Et ce n’est pas seulement le travail du marchand qui est libre : sa personne, par une nouveauté non moins étonnante, est libre aussi. Comment, en effet, connaître la condition juridique de ces nouveaux venus que personne n’a jamais vu ? Probablement la plupart d’entre eux sont nés de parents serfs, mais nul ne le sait et comme le servage ne se présume pas, force est bien de les traiter en hommes libres. Par une curieuse conséquence de leur condition sociale, ces ancêtres de la bourgeoisie future n’ont pas eu à revendiquer la liberté. Elle leur est venue tout naturellement ; elle a commencé par être un fait avant d’être reconnue comme un droit.

- [Données]
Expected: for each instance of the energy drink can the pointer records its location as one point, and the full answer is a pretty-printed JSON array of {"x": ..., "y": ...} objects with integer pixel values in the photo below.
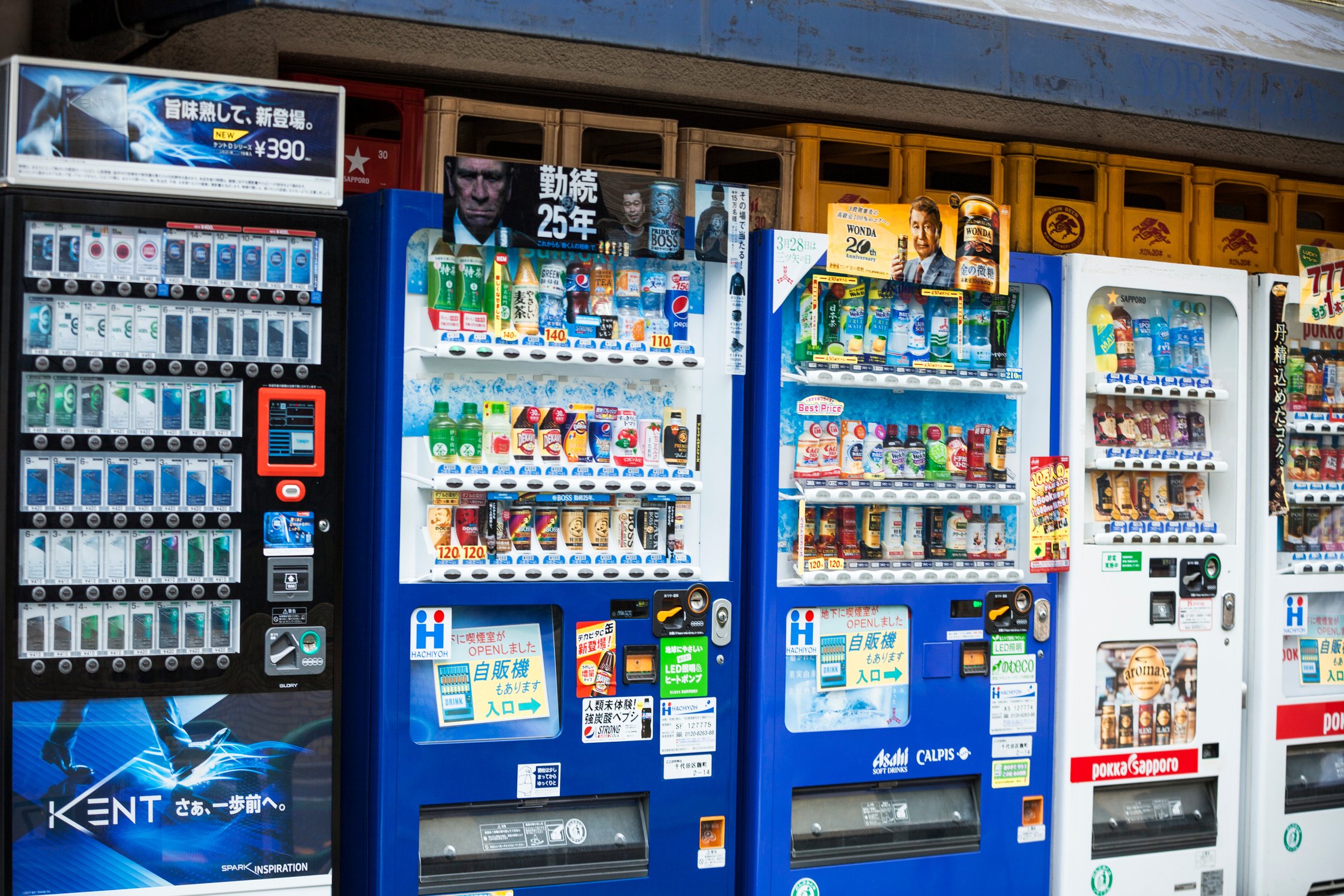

- [Exercices]
A. D'après le texte, de quels parents la plupart des nouveaux venus sont-ils probablement nés ?
B. Réécrivez le texte à partir des mots « Et ce n’est » et jusqu'aux mots « comme un droit. » inclus, en substituant « négociant » à « marchand ».
C. Relevez tous les verbes à l'infinitif présents dans le texte.

- [Corrigé]
A. De parents serfs.

B.
Et ce n’est pas seulement le travail du négociant qui est libre : sa personne, par une nouveauté non moins étonnante, est libre aussi. Comment, en effet, connaître la condition juridique de ces nouveaux venus que personne n’a jamais vu ? Probablement la plupart d’entre eux sont nés de parents serfs, mais nul ne le sait et comme le servage ne se présume pas, force est bien de les traiter en hommes libres. Par une curieuse conséquence de leur condition sociale, ces ancêtres de la bourgeoisie future n’ont pas eu à revendiquer la liberté. Elle leur est venue tout naturellement ; elle a commencé par être un fait avant d’être reconnue comme un droit.

C. connaître, traiter, revendiquer, être